Could each entry be returned exactly as it appears?

═══ DATA PROVIDED ═══

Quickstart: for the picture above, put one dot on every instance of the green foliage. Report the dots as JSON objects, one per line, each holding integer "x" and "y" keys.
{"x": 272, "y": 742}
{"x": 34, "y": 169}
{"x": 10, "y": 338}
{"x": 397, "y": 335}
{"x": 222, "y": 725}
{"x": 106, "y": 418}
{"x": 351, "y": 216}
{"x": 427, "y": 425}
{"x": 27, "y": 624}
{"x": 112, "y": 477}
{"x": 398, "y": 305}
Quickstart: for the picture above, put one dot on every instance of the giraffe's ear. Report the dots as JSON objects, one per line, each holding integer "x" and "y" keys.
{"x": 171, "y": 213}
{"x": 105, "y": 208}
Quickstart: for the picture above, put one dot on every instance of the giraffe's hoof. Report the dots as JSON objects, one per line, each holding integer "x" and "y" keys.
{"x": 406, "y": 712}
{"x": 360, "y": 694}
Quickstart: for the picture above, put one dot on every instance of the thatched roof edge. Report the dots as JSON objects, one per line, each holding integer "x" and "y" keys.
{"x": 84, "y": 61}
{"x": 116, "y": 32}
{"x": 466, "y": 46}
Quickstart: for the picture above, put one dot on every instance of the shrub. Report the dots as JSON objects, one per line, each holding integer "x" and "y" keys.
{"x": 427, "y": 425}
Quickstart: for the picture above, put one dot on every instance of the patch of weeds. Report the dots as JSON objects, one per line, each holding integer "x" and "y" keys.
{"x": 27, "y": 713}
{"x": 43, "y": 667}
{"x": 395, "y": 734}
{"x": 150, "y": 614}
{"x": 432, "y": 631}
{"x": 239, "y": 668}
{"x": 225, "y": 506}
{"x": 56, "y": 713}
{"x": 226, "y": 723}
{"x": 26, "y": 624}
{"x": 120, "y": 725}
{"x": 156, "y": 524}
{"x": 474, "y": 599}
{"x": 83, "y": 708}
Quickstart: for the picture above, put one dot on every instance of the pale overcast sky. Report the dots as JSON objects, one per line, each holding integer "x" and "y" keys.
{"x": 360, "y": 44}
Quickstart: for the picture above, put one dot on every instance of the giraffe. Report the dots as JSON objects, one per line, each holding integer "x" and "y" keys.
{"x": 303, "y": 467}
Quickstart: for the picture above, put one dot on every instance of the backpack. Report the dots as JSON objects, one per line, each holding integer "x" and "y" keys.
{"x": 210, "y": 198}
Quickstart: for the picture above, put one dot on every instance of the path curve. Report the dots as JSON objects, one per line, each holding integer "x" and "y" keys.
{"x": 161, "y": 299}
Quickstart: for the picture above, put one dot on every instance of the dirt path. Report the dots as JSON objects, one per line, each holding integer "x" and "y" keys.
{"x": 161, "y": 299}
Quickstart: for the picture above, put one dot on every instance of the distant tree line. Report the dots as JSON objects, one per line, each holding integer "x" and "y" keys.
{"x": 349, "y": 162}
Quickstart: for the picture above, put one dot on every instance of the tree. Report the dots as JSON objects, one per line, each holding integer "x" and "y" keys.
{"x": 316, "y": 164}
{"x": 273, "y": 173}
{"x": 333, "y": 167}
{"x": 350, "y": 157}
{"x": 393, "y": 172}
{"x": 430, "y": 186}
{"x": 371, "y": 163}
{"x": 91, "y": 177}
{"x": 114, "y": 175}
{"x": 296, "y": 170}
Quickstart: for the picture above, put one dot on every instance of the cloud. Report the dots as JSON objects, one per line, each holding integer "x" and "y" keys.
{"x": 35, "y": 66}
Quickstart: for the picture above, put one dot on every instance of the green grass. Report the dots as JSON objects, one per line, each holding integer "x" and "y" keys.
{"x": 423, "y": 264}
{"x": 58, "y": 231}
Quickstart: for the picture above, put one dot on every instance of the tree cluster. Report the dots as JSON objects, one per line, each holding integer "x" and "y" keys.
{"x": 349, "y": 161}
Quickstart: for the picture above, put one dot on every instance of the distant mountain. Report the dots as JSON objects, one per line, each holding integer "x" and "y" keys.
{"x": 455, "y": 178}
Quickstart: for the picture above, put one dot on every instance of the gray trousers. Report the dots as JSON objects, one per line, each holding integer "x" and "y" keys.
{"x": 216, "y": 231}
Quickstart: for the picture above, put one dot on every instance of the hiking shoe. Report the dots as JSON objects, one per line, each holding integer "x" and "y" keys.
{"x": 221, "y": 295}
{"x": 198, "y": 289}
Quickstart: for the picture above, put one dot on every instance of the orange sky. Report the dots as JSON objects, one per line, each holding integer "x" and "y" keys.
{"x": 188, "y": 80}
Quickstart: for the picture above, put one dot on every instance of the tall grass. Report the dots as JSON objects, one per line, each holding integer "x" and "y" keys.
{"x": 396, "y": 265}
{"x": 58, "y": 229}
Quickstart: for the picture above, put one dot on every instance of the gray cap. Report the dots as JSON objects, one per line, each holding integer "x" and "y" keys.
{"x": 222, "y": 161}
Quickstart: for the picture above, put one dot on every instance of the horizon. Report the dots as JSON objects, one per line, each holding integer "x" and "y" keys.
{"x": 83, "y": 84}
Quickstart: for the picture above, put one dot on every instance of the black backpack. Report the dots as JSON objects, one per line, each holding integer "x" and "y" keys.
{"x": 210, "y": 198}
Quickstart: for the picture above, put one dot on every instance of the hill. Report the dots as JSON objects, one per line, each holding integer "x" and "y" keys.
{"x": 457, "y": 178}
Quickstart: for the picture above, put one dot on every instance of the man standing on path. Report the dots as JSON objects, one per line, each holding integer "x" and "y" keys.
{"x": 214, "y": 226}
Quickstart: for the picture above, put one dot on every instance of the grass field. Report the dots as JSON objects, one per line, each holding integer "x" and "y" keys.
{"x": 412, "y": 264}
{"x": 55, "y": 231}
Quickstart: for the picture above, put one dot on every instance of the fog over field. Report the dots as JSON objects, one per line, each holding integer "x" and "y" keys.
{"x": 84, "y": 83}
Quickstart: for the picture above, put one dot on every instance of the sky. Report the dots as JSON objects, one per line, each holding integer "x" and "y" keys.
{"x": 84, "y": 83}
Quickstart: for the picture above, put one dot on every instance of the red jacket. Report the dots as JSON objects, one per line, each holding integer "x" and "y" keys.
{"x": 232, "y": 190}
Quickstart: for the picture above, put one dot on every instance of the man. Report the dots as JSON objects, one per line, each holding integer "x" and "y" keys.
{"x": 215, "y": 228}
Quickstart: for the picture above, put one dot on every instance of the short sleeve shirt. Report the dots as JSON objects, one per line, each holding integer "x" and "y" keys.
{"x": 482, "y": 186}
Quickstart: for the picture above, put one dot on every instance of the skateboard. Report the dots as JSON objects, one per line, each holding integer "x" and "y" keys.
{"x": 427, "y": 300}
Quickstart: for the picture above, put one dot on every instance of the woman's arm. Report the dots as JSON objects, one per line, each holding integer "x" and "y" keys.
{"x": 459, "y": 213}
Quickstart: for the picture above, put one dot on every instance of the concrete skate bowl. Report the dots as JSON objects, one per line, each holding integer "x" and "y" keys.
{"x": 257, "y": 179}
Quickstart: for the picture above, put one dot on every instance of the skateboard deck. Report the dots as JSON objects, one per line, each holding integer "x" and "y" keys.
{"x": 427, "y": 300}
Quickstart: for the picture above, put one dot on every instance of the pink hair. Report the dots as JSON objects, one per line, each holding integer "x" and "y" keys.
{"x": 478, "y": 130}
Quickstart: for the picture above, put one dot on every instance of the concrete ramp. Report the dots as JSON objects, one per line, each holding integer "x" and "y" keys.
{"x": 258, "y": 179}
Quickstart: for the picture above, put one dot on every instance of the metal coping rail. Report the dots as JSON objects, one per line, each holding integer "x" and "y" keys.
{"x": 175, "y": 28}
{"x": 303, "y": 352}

═══

• _REPLY TO THE EXERCISE_:
Quickstart: for the picture above, put one dot on every instance of the green foliage. Report the dots as JSON objects, one per line, each holding integer "x" and "y" keys.
{"x": 272, "y": 742}
{"x": 34, "y": 169}
{"x": 10, "y": 338}
{"x": 397, "y": 335}
{"x": 222, "y": 725}
{"x": 106, "y": 418}
{"x": 351, "y": 216}
{"x": 427, "y": 425}
{"x": 27, "y": 624}
{"x": 112, "y": 477}
{"x": 398, "y": 305}
Quickstart: for the picture above, put one dot on every instance of the giraffe's ear. Report the dots as JSON objects, one per line, each holding integer "x" and "y" keys.
{"x": 171, "y": 213}
{"x": 105, "y": 208}
Quickstart: for the picture above, put one dot on every instance of the giraffe's hoof. Report the dots as JSON objects, one per line, each holding integer "x" and "y" keys.
{"x": 406, "y": 712}
{"x": 360, "y": 694}
Quickstart: for the picture above, put one dot on every instance of the thatched roof edge. Report the dots as JSON objects, one per line, each holding integer "x" and "y" keys.
{"x": 84, "y": 61}
{"x": 116, "y": 32}
{"x": 466, "y": 46}
Quickstart: for the picture above, put one dot on every instance of the shrub. Report the dots as JSON objects, one per line, each holding integer "x" and "y" keys.
{"x": 427, "y": 425}
Quickstart: for the picture above, put one dot on every instance of the patch of weeds. Report the dots as JSON objects, one per line, each holding integer "x" and "y" keys.
{"x": 27, "y": 713}
{"x": 43, "y": 667}
{"x": 395, "y": 734}
{"x": 150, "y": 614}
{"x": 432, "y": 631}
{"x": 239, "y": 668}
{"x": 225, "y": 506}
{"x": 56, "y": 713}
{"x": 226, "y": 723}
{"x": 26, "y": 624}
{"x": 120, "y": 725}
{"x": 156, "y": 524}
{"x": 474, "y": 599}
{"x": 83, "y": 708}
Quickstart: for the picture above, put one dot on every instance of the pale overcast sky. Report the dots as JSON objects, one per line, each holding integer "x" and "y" keys.
{"x": 360, "y": 44}
Quickstart: for the picture above, put one dot on every instance of the giraffe. Report the dots as JSON objects, one per line, each holding integer "x" and "y" keys.
{"x": 303, "y": 467}
Quickstart: for the picture above, put one dot on every instance of the backpack. Report the dots as JSON objects, one per line, each holding integer "x" and "y" keys.
{"x": 210, "y": 198}
Quickstart: for the picture above, put one dot on every instance of the path curve. Report the dots as JSON objects, one per line, each holding integer "x" and "y" keys.
{"x": 161, "y": 299}
Quickstart: for the picture above, put one dot on every instance of the dirt path. Report the dots as JSON objects, one per line, each holding integer "x" and "y" keys.
{"x": 161, "y": 299}
Quickstart: for the picture above, put one dot on every instance of the distant tree line. Report the dots as JSON objects, one per line, each holding integer "x" and "y" keys.
{"x": 349, "y": 162}
Quickstart: for the picture above, put one dot on every instance of the tree. Report the dots as JSON objects, one per line, each holding integer "x" and "y" keys.
{"x": 316, "y": 164}
{"x": 273, "y": 173}
{"x": 333, "y": 167}
{"x": 350, "y": 157}
{"x": 393, "y": 172}
{"x": 430, "y": 186}
{"x": 371, "y": 163}
{"x": 91, "y": 177}
{"x": 114, "y": 175}
{"x": 296, "y": 170}
Quickstart: for the picture above, put one dot on every instance of the cloud. Report the dots as JSON objects, one per line, each holding integer "x" and "y" keys.
{"x": 35, "y": 66}
Quickstart: for the picture above, put one dot on every instance of the green grass. Report the dots as JSON objects, one per line, each holding integer "x" and "y" keys.
{"x": 423, "y": 264}
{"x": 58, "y": 231}
Quickstart: for the picture above, put one dot on every instance of the tree cluster. Report the dots as JSON objects, one per line, each holding integer "x" and "y" keys.
{"x": 349, "y": 161}
Quickstart: for the picture above, put one dot on every instance of the distant mountain. Report the dots as JSON objects, one per line, each holding integer "x" and "y" keys.
{"x": 455, "y": 178}
Quickstart: for the picture above, put one dot on every instance of the gray trousers. Report the dots as JSON objects, one per line, each holding integer "x" and "y" keys.
{"x": 216, "y": 231}
Quickstart: for the picture above, put one dot on every instance of the hiking shoe. Report the dots as JSON objects, one per line, each holding integer "x" and "y" keys.
{"x": 221, "y": 295}
{"x": 198, "y": 289}
Quickstart: for the picture above, put one dot on every instance of the orange sky. Report the dots as JSON objects, one per line, each holding integer "x" and "y" keys.
{"x": 188, "y": 80}
Quickstart: for the picture above, put one dot on every instance of the tall grass. Report the dots as JSON objects, one per line, each holding integer "x" and "y" keys.
{"x": 396, "y": 265}
{"x": 58, "y": 229}
Quickstart: for the picture above, put one dot on every instance of the gray cap. Report the dots as JSON objects, one per line, each holding integer "x" and "y" keys.
{"x": 222, "y": 161}
Quickstart: for the picture above, put one dot on every instance of the horizon. Report the dots as JSON objects, one per line, each holding integer "x" and "y" keys.
{"x": 83, "y": 84}
Quickstart: for the picture above, put one dot on every instance of the black backpack. Report the dots as JSON objects, one per line, each holding integer "x" and "y" keys.
{"x": 210, "y": 198}
Quickstart: for the picture above, put one dot on every instance of the hill. Report the dots as JSON objects, one per line, each holding integer "x" and "y" keys.
{"x": 457, "y": 178}
Quickstart: for the picture above, put one dot on every instance of the man standing on path. Report the dots as JSON objects, one per line, each holding integer "x" and "y" keys.
{"x": 214, "y": 226}
Quickstart: for the picture above, put one dot on every instance of the grass field. Report the dots as JSON objects, one per line, each holding integer "x" and "y" keys.
{"x": 412, "y": 264}
{"x": 55, "y": 231}
Quickstart: for the picture above, put one dot on every instance of the fog over field. Report the dots as JSON objects, one per line, each holding integer "x" and "y" keys.
{"x": 84, "y": 83}
Quickstart: for the picture above, put one dot on every instance of the sky. Report the dots as JSON objects, one per line, each holding integer "x" and "y" keys.
{"x": 84, "y": 83}
Quickstart: for the picture above, put one dot on every instance of the red jacket. Report the dots as JSON objects, one per line, each holding integer "x" and "y" keys.
{"x": 232, "y": 190}
Quickstart: for the picture above, put one dot on every instance of the man. Report the dots as JSON objects, one per line, each holding integer "x" and "y" keys.
{"x": 215, "y": 228}
Quickstart: for the picture above, put one dot on every instance of the short sleeve shirt. Report the dots as JSON objects, one per line, each holding integer "x" and "y" keys.
{"x": 482, "y": 186}
Quickstart: for the picture above, put one dot on every instance of the skateboard. Report the dots as JSON objects, one per line, each holding integer "x" and "y" keys.
{"x": 427, "y": 300}
Quickstart: for the picture above, put one dot on every instance of the woman's arm. Report the dots as JSON objects, one per line, each holding integer "x" and "y" keys.
{"x": 459, "y": 213}
Quickstart: for the picture above, put one dot on every instance of the concrete skate bowl. Report the dots as JSON objects, one per line, each holding integer "x" and "y" keys.
{"x": 257, "y": 179}
Quickstart: for the picture above, put one dot on every instance of the skateboard deck. Report the dots as JSON objects, one per line, each holding integer "x" and "y" keys.
{"x": 427, "y": 300}
Quickstart: for the picture above, put one dot on every instance of the pink hair. Report the dots as JSON objects, one per line, each holding integer "x" and "y" keys.
{"x": 478, "y": 130}
Quickstart: for the picture above, put one dot on every instance of the concrete ramp. Report the dots as JSON objects, one per line, each holding integer "x" and "y" keys.
{"x": 258, "y": 179}
Quickstart: for the picture above, put one dot on every instance of the metal coping rail. Report the dots as JSON objects, one per line, each holding integer "x" and "y" keys.
{"x": 175, "y": 28}
{"x": 303, "y": 352}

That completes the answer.